#### [GIVEN DATA]
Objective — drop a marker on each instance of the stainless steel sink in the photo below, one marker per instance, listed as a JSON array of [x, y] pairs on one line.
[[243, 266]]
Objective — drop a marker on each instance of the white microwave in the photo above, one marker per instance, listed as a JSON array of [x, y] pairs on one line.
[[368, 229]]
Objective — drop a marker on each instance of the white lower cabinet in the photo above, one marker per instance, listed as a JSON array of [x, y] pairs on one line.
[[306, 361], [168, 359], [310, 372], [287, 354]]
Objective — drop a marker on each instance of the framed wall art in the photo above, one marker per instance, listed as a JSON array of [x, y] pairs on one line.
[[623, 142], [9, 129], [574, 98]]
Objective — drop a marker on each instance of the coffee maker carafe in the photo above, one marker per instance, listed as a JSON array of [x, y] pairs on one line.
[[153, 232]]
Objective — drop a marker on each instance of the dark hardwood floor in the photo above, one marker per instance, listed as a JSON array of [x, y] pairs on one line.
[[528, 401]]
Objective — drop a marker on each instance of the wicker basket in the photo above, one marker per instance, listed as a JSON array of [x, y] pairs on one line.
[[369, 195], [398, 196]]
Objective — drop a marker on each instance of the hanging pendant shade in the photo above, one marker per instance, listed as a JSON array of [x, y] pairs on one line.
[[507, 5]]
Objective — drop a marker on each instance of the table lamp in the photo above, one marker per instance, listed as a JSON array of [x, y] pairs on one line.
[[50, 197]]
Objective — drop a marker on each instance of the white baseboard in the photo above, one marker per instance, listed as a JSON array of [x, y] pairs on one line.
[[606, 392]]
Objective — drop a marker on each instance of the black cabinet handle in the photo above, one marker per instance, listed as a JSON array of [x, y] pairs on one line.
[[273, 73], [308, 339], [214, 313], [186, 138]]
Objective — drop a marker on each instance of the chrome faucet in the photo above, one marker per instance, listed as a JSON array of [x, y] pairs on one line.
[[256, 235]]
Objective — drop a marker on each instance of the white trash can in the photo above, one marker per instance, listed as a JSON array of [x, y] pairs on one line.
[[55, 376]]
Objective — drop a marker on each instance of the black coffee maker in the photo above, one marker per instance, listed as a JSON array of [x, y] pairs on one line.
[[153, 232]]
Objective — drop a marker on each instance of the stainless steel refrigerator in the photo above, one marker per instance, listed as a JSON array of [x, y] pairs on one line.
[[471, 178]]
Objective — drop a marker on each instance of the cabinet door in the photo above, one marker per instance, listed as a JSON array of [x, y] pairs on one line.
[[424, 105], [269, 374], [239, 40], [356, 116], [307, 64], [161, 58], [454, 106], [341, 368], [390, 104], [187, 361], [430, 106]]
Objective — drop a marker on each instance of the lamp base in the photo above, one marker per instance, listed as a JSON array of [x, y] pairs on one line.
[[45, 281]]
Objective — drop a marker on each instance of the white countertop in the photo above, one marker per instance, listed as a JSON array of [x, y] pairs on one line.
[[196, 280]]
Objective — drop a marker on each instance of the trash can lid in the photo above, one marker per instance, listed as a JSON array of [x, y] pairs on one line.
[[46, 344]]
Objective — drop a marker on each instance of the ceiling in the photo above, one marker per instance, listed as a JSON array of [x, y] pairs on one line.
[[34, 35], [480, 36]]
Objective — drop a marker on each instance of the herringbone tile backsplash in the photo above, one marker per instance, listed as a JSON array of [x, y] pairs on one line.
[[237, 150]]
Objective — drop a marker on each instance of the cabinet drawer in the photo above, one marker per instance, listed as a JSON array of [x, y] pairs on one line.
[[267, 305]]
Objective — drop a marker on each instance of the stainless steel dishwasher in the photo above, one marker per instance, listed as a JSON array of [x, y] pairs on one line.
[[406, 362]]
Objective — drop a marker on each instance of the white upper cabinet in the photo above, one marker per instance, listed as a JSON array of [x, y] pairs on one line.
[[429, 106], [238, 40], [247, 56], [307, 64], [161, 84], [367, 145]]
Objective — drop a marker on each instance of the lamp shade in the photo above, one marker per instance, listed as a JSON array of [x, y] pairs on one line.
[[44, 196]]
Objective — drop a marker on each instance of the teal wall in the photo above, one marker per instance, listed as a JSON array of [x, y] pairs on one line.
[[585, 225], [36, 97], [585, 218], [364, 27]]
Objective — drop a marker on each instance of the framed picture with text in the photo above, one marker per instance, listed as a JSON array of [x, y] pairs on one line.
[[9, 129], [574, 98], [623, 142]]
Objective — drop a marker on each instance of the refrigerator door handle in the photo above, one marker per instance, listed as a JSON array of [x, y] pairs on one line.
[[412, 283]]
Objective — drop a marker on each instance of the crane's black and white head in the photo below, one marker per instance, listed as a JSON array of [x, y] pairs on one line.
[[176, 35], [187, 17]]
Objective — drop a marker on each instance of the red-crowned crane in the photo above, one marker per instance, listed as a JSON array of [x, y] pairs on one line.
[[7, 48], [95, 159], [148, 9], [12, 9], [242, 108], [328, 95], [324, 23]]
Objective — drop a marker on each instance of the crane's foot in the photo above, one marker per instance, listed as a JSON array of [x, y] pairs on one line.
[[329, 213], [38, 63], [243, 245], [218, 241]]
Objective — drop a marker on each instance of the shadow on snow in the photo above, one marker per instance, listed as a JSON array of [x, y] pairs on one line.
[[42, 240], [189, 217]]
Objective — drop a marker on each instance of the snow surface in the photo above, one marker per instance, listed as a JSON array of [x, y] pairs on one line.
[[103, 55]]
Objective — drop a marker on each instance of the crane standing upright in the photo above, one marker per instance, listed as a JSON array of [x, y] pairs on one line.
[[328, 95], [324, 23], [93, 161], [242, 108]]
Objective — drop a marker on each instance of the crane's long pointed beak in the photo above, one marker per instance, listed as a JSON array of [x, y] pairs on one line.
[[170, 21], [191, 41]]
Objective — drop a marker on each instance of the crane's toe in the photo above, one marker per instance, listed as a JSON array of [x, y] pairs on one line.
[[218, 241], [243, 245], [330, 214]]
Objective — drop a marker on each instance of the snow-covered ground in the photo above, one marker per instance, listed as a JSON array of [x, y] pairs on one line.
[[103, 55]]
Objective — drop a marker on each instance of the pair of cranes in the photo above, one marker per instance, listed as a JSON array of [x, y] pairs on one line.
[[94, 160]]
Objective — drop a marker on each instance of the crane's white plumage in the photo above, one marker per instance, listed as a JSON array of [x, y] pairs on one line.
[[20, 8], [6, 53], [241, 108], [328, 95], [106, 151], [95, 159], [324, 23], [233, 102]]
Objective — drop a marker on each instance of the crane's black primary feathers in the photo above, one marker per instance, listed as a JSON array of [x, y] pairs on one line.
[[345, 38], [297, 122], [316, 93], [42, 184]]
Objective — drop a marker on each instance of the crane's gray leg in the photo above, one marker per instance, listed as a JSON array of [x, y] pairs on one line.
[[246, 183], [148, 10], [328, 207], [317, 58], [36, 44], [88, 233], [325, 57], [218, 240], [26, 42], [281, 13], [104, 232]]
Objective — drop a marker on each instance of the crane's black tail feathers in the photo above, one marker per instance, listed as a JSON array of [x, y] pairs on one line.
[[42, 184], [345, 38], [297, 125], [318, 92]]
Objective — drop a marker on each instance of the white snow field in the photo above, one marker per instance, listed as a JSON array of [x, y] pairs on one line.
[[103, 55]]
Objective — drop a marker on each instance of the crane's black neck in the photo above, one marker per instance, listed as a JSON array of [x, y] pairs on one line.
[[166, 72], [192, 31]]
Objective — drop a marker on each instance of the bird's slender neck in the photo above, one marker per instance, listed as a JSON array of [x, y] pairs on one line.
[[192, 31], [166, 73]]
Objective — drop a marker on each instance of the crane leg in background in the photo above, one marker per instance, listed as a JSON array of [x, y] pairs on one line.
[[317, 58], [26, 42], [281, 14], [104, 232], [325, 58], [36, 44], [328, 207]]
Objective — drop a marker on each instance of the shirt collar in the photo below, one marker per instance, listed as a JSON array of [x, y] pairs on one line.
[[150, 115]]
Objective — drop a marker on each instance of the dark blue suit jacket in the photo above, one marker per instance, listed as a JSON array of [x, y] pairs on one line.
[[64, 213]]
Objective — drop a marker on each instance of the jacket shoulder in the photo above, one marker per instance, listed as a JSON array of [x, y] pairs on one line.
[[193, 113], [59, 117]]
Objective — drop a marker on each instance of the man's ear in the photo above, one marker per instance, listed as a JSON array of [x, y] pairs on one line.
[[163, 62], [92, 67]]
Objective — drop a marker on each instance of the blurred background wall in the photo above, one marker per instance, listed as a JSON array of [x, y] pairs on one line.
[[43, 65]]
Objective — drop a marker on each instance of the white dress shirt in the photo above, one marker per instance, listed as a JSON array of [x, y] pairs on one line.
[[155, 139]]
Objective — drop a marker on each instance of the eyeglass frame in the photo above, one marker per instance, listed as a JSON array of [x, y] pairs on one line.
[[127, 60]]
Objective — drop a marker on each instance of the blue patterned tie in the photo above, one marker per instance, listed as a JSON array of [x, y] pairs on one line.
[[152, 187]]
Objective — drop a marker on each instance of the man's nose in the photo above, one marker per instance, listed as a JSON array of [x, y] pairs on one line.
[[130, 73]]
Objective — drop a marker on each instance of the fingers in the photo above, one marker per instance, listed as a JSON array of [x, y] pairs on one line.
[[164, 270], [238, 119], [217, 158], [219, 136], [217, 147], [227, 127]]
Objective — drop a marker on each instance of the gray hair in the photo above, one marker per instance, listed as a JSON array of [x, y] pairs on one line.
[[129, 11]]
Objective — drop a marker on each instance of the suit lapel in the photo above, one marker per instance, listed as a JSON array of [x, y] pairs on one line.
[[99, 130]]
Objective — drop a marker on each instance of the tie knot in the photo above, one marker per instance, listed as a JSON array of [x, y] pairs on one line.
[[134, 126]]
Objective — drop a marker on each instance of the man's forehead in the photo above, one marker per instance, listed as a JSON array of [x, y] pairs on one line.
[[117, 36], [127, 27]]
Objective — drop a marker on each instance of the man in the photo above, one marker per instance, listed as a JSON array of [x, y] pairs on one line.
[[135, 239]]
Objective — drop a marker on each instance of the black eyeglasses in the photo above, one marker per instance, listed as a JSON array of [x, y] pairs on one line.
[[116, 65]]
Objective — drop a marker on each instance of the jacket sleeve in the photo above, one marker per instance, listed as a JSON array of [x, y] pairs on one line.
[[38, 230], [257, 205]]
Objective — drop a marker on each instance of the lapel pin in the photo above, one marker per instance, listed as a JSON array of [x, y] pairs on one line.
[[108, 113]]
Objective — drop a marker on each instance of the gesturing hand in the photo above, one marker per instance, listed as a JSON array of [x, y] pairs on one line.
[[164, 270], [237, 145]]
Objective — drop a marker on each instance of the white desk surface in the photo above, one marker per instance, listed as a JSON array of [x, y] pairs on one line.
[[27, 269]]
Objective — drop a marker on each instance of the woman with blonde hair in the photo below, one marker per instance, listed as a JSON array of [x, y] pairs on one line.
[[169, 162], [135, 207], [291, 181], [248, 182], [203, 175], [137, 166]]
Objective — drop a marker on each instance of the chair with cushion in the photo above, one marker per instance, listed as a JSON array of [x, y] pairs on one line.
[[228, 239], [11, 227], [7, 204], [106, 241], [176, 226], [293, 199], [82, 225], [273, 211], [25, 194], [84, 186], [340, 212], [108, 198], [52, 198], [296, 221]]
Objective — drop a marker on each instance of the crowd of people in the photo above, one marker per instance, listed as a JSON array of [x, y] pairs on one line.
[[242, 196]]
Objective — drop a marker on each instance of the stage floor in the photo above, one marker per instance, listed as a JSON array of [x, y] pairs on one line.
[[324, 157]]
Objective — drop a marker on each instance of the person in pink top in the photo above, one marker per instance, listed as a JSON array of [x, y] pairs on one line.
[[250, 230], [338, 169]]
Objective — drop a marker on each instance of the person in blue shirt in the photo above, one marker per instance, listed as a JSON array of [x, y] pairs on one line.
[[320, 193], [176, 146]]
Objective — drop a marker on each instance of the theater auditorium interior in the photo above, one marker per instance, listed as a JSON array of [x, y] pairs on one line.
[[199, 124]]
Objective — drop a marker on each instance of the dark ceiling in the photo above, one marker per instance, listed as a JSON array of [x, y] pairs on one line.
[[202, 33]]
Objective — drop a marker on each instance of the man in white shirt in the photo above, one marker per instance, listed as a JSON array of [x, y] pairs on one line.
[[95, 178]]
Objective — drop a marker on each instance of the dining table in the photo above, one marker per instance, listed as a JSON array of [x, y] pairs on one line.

#### [THE PROBLEM]
From the line containing "the dark ceiling" down to the last line of the data, transcribe every line exactly; nothing else should appear.

#### [RESPONSE TO THIS EXERCISE]
Objective — drop a marker on each instance of the dark ceiling in the photo above, one marker per instance, listed as a JSON array of [x, y] pairs on one line.
[[202, 33]]
Objective — drop a marker on each instance of the man in white shirt in the photo above, one marker per instance, listed as a JSON array of [x, y] pairs on one line.
[[95, 178]]
Objective — drop a marker on each instance of the dining table in the photo above, one marker per instance, listed as a JSON array of [x, y] pairs on one line.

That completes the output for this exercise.